What you need to do: Swap every "shelf-audit record" in the following lines for "vehicle-audit record" and leave the rest of the lines unchanged.

Exercise inputs:
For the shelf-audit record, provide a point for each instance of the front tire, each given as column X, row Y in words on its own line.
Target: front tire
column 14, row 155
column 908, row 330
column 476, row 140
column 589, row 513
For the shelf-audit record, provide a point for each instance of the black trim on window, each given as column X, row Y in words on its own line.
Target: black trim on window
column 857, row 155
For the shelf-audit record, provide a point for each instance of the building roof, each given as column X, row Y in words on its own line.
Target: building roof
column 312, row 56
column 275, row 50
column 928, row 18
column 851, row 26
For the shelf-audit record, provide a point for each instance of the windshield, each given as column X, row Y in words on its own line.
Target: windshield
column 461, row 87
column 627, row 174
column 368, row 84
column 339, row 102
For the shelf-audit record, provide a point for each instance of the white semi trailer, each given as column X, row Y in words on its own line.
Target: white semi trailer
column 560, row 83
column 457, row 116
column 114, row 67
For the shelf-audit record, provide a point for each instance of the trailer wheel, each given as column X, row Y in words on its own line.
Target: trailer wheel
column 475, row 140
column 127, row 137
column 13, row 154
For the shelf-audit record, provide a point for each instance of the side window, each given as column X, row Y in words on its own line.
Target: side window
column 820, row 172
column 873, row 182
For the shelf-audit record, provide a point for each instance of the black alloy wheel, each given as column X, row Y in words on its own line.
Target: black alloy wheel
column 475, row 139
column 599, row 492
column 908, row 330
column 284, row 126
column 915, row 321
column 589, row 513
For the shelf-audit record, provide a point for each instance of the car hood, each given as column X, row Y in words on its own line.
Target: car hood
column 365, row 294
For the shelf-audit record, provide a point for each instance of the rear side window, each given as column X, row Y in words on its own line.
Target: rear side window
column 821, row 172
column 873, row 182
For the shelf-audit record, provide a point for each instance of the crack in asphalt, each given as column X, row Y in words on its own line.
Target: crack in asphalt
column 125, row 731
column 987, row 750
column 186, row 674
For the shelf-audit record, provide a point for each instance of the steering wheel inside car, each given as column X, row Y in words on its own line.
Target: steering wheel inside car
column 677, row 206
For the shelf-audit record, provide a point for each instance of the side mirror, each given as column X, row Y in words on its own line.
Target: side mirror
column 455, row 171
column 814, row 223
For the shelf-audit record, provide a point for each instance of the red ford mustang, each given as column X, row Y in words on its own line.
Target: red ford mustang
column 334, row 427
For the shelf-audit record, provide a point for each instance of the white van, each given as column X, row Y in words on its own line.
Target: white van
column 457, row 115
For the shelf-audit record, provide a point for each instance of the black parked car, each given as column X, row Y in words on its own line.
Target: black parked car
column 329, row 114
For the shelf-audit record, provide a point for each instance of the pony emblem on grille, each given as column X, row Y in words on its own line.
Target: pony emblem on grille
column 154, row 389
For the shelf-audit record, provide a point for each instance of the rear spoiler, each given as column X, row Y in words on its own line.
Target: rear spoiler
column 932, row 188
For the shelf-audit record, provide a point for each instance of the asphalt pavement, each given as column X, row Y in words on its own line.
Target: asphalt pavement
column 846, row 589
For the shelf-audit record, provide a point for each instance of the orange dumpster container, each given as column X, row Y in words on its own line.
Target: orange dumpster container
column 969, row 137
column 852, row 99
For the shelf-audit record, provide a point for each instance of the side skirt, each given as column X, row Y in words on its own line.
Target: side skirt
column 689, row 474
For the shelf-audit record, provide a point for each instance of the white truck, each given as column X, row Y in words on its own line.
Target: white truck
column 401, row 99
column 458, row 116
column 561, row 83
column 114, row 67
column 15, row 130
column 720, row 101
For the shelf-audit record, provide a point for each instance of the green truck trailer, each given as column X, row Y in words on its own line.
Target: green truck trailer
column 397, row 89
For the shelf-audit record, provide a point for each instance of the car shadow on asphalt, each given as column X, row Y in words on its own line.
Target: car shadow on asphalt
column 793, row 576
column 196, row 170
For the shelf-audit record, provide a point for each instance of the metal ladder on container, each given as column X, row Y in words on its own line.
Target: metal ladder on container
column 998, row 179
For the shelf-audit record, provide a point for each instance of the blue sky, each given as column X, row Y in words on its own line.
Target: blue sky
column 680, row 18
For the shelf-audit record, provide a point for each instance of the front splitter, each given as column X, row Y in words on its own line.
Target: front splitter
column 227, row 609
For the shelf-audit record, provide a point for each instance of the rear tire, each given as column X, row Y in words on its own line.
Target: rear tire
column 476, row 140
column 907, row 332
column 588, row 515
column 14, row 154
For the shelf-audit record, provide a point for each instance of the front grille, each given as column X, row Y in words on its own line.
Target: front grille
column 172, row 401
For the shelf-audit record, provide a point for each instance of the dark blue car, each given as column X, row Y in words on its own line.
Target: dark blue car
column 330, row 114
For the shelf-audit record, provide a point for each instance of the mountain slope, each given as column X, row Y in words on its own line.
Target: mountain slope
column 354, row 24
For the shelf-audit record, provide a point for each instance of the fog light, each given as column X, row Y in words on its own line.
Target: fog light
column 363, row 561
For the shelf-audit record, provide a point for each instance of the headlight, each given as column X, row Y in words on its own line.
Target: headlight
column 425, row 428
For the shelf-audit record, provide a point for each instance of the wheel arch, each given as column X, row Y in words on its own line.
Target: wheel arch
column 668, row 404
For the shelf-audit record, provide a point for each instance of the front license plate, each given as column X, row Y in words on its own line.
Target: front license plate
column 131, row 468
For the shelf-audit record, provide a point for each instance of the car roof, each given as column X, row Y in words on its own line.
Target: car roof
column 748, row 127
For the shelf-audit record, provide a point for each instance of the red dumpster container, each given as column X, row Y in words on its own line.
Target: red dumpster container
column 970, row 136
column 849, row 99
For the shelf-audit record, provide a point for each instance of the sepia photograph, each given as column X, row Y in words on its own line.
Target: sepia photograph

Exercise solution:
For the vehicle-audit record, provide a point for each instance of the front tire, each given as column X, row Y in words on its own line.
Target: front tire
column 14, row 155
column 908, row 330
column 476, row 140
column 589, row 513
For the vehicle-audit record, provide a point for each instance of the black trim on window, each given as column X, row Y in words on its own line.
Target: black trim on window
column 857, row 155
For the vehicle-audit record, provide a point for each instance of the building roof, each given as column X, row Y in words on its own line.
Target: building roof
column 312, row 56
column 275, row 50
column 928, row 18
column 851, row 26
For the vehicle-audit record, provide a point for each instance of the windshield, each given as column X, row Y in words on its own line.
Target: windshield
column 461, row 87
column 627, row 174
column 368, row 84
column 339, row 102
For the vehicle-audit record, provide a point for each instance of the white semi trailer, each given as column X, row Y in words on its own line.
Target: white semi trailer
column 560, row 83
column 457, row 116
column 114, row 67
For the vehicle-audit record, provide a point for each instance of the trailer wheel, each given as column X, row Y in words on its own line.
Target: trailer wheel
column 475, row 140
column 127, row 137
column 13, row 154
For the vehicle-audit record, provide a point for each instance of the side window, each given as column X, row Y in words on its own line.
Target: side window
column 820, row 172
column 873, row 182
For the vehicle-audit record, provide a point for each instance of the black alloy wheel, each given as column X, row Y in words on its own line.
Target: black alloy wheel
column 475, row 139
column 599, row 492
column 908, row 330
column 284, row 126
column 915, row 321
column 589, row 513
For the vehicle-audit record, provide a point for each instance of the car hood, each given as column X, row Y in words on its own line.
Target: car hood
column 365, row 294
For the vehicle-audit record, provide a point for each instance of the rear side window, each given as column X, row Y in words on its own line.
Target: rear side window
column 821, row 172
column 873, row 182
For the vehicle-audit record, provide a point for each instance of the crack in asphalt, each given as column X, row Y in words on its own line.
Target: crack in asphalt
column 125, row 731
column 987, row 750
column 186, row 674
For the vehicle-audit record, provide a point for each instance of the steering wheel inside car, each given as column X, row Y in words on its own line.
Target: steering wheel inside car
column 677, row 206
For the vehicle-audit record, provide a point for each instance of the side mirror, each given as column X, row Y in words on its own line.
Target: side mirror
column 455, row 171
column 814, row 223
For the vehicle-audit record, provide a point for each instance of the red ford mustang, each given as column X, row Y in words on its own line.
Target: red ford mustang
column 334, row 427
For the vehicle-audit record, provide a point for each instance of the white van, each given as column X, row Y in words on its own line.
Target: white van
column 457, row 115
For the vehicle-audit record, provide a point for each instance of the black parked car, each given as column X, row Y in words on its own line.
Target: black parked car
column 329, row 114
For the vehicle-audit record, provide a point for each instance of the pony emblem on grille, each given as column X, row Y in words on its own line.
Target: pony emblem on grille
column 154, row 389
For the vehicle-audit record, provide a point for each instance of the rear spoiler, each given as column X, row Y in words on its own line.
Target: rear spoiler
column 932, row 188
For the vehicle-audit record, provide a point for each instance of the asphalt pavement, each given as column X, row Y in words on its own line.
Target: asphalt pavement
column 846, row 589
For the vehicle-audit record, provide a point for each instance of the orange dumpster container, each given as column X, row Y in words on its own line.
Target: orange dumpster container
column 969, row 137
column 852, row 99
For the vehicle-audit record, provide a point for each instance of the side skirt, each given as column X, row Y in words on its own line.
Target: side skirt
column 689, row 474
For the vehicle-audit record, provide a point for each instance of the white truck, each given as column X, row Y in words on its own line.
Target: white truck
column 401, row 99
column 458, row 116
column 561, row 83
column 114, row 67
column 15, row 130
column 720, row 101
For the vehicle-audit record, provide a point for each instance of the green truck trailer, each given as column X, row Y in words on its own line.
Target: green truck trailer
column 397, row 89
For the vehicle-audit record, provide a point for each instance of the car shadow on asphalt, each given as column X, row Y in words on its own line.
Target: car shadow on asphalt
column 793, row 576
column 196, row 170
For the vehicle-audit record, provide a point for each instance of the metal ladder on container, each given as column X, row Y in words on its own line.
Target: metal ladder on container
column 998, row 179
For the vehicle-audit record, provide a point for each instance of the blue sky, each given as column X, row Y in words on its own line.
Target: blue sky
column 680, row 18
For the vehicle-audit record, provide a point for each instance of the front splitter, each given as column X, row Y in words on its own line.
Target: front splitter
column 227, row 609
For the vehicle-audit record, provide a point for each instance of the rear tire, each given as column X, row Y in words on its own line.
Target: rear tire
column 476, row 140
column 907, row 332
column 588, row 515
column 14, row 154
For the vehicle-audit record, provide a point for each instance of the front grille, each given as column X, row Y in words on its own line.
Target: front grille
column 172, row 401
For the vehicle-audit record, provide a point for each instance of the dark blue car, each given as column X, row Y in words on its own line.
Target: dark blue car
column 330, row 114
For the vehicle-audit record, provide a point for each instance of the mountain slope, each given as column X, row Y in words on its own line.
Target: mountain slope
column 354, row 24
For the vehicle-audit record, provide a point for each instance of the fog light, each given as column X, row Y in words on its own line.
Target: fog light
column 363, row 561
For the vehicle-audit record, provide a point for each instance of the headlight, each given as column X, row Y in words on its own line.
Target: headlight
column 425, row 428
For the vehicle-audit record, provide a point for each instance of the wheel arch, each given as column X, row Y in words on its own line.
Target: wheel arch
column 668, row 404
For the vehicle-audit record, provide a point for each instance of the front license plate, each given as column X, row Y in words on its own line.
Target: front license plate
column 131, row 468
For the vehicle-audit record, provide a point for each instance of the car roof, each given as column X, row Y in words on its own line.
Target: car roof
column 748, row 127
For the vehicle-audit record, provide a point for each instance of the red dumpster container, each given as column X, row Y in words on its own line.
Target: red dumpster container
column 970, row 136
column 849, row 99
For the vehicle-audit record, provide a point for each instance of the sepia photograph, each given as column X, row Y in words on its own line.
Target: sepia photograph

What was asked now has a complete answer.